ABOUT THIS EXERCISE: Translate this sentence from the text on saving money into Spanish: "Most landlords will not give you the option to move out without excessive fees."

TEXT EXCERPT:
Another way to save on them is by looking for manufacturer savings card. One of my medicines, Humira, is around $6500 per dose. My insurance pays all but $75 per dose, but that’s still quite a bit of money for one shot. Thankfully, the manufacturer offers a discount program and my final out of pocket cost is only $2.50 per dose. Insulin manufacturers and others often offer these are well.
Find a Discount Wherever You Can
Just because you have to spend money, doesn’t mean you can’t save money. There are many, many ways to find discounts that can help you. Aside from the normal ways to save like using coupons, you will want to find other money saving tools as well.
Some of these could include getting cash back when you shop, or even scanning your receipts with THESE apps to get money back.
There are ways you can save at the gas pump and even discount programs for that as well.
If you must shop online, use a coupon code. If you don’t have on handy, apps such as Honey will help you find one.
In other words, walking into a store and simply paying the price without looking for every single way to save, must become a thing of the past when you can’t afford to live.
Seek Other Housing Options
If you live in the suburbs, moving into the surrounding metro area or the city as you downsize can often save you money provided you are actually downsizing. Housing in rural areas tend to be more expensive, but utilities are usually cheaper. Because of the differing rates, it’s best to really take a look at which option will save you the most.; especially if you are renters. The last thing you want is to get trapped into a lease you can’t afford. Most landlords will not give you the option to move out without excessive fees.

MATERIAL SHOWN:
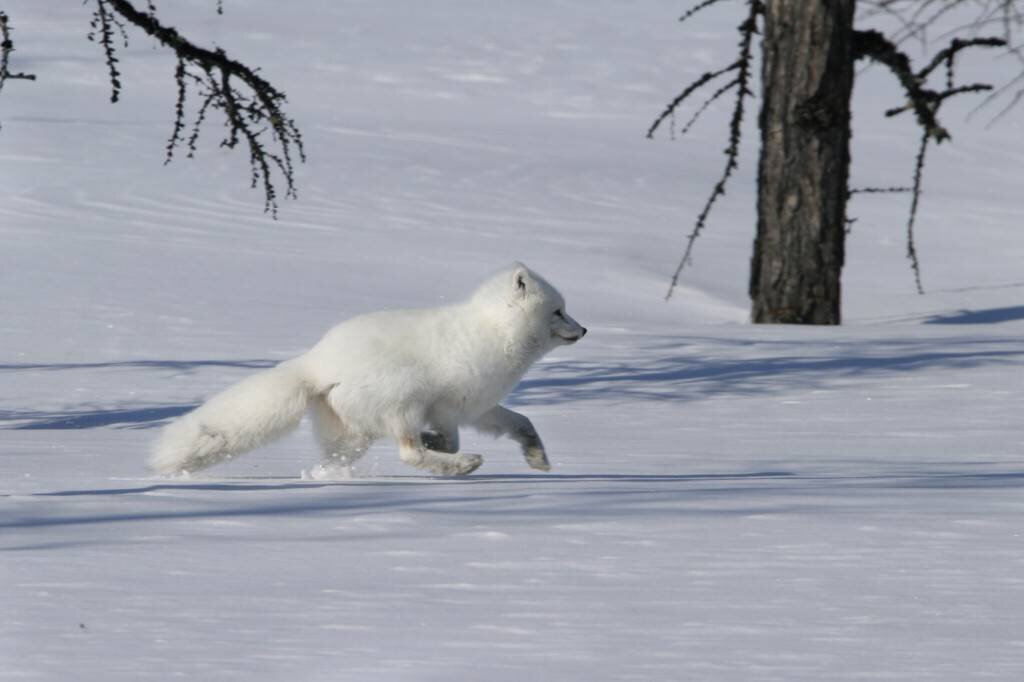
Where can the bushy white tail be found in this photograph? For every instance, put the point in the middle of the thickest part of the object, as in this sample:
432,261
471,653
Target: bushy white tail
251,413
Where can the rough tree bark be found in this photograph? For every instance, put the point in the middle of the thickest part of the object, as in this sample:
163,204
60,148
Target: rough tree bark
807,81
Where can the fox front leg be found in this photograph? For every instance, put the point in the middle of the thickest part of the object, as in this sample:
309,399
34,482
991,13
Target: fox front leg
502,421
441,439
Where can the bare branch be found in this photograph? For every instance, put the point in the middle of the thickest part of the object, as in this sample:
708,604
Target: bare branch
687,91
742,65
6,47
697,7
250,103
911,251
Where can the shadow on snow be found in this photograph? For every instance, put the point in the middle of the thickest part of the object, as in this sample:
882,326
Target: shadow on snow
686,369
514,499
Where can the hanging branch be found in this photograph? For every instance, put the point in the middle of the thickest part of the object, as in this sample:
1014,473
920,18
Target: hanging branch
924,101
251,105
741,84
6,47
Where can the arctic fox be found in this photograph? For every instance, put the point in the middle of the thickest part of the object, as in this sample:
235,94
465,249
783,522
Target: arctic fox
415,376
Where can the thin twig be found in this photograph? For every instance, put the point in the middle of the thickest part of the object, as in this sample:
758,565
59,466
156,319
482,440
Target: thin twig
747,31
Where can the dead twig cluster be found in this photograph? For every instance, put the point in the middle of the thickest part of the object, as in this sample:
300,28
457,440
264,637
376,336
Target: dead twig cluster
253,109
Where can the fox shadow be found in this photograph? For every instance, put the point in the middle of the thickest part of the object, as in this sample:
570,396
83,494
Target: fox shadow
512,498
127,416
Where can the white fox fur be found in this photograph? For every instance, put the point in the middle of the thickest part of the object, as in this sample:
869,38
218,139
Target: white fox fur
415,376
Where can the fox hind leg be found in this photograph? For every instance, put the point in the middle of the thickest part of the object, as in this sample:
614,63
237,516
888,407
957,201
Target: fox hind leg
502,421
413,452
339,446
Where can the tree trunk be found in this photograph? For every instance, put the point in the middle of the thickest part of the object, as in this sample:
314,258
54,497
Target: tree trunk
805,160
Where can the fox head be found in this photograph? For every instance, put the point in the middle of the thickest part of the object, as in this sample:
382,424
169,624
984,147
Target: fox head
531,308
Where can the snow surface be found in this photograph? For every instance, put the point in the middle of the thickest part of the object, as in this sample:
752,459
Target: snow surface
728,502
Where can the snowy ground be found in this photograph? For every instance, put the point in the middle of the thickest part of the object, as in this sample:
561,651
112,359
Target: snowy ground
728,502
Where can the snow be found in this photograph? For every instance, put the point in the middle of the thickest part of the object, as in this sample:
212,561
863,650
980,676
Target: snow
728,502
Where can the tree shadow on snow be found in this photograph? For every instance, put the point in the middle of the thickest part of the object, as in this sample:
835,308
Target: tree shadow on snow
129,418
989,316
690,369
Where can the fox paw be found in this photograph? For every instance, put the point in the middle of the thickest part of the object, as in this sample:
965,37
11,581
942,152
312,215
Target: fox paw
538,459
463,465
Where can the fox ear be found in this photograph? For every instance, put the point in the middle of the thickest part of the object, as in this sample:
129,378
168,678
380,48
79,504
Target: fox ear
519,279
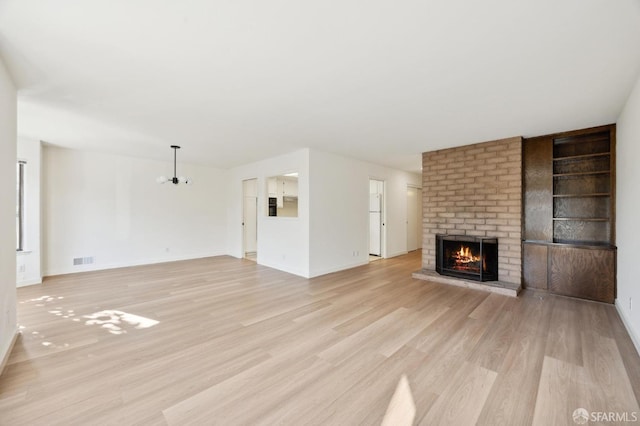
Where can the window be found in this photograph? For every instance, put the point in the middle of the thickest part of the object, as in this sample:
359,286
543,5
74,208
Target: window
20,205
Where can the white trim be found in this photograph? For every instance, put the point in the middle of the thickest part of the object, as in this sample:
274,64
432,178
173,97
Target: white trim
399,253
284,268
26,283
99,267
627,325
5,356
338,268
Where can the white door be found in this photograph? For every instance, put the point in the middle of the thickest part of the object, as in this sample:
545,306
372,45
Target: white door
376,224
250,216
250,221
413,242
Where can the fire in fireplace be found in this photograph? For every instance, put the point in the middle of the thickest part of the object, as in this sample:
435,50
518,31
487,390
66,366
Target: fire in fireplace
462,256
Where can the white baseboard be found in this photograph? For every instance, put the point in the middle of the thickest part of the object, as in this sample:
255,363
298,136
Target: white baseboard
399,253
331,270
29,282
627,324
100,267
5,356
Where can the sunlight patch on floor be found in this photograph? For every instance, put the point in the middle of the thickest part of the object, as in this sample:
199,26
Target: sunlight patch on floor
116,321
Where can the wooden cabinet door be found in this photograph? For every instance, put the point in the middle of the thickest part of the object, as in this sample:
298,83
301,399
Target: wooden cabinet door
583,272
534,266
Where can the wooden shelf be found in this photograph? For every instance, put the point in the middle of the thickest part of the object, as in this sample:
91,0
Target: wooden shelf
604,172
584,219
582,156
597,194
569,213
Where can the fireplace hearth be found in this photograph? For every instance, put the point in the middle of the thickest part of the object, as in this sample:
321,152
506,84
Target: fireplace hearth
462,256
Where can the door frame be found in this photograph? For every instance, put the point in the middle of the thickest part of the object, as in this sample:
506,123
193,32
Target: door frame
419,207
383,215
242,219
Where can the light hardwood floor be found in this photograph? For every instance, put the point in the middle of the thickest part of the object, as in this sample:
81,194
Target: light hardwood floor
236,343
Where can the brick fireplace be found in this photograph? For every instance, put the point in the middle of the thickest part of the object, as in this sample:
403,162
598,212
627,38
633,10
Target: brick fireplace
475,190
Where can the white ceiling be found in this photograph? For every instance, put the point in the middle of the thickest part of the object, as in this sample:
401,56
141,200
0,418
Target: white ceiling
240,80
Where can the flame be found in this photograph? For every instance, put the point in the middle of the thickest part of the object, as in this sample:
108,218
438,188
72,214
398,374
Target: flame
464,255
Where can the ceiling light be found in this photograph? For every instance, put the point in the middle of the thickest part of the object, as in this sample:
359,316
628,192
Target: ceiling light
175,180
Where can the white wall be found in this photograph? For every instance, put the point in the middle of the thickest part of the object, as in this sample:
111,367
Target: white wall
28,264
283,242
339,221
627,208
8,136
111,208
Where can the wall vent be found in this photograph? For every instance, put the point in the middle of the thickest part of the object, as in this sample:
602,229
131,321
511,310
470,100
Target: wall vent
82,260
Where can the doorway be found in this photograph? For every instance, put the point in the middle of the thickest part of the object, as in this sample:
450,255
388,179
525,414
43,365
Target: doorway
376,219
250,219
414,218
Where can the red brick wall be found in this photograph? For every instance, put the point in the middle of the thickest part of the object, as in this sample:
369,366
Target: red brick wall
475,190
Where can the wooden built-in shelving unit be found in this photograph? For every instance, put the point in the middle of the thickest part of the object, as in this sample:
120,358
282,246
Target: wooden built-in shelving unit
569,213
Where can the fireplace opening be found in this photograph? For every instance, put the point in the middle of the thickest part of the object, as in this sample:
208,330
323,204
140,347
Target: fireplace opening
462,256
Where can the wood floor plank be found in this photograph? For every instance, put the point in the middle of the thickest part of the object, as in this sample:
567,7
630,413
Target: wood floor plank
563,389
462,401
226,341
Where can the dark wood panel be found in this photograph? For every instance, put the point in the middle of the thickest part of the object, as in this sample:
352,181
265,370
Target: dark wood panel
600,163
586,144
582,184
581,231
582,207
534,266
538,189
585,273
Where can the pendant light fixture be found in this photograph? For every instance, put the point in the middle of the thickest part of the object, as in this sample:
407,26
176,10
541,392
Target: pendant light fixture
175,179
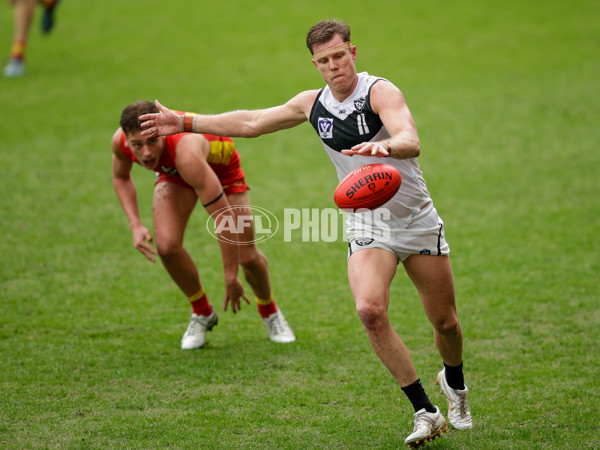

TASK OUTPUT: La mayoría de los propietarios no le darán la opción de mudarse sin cargos excesivos.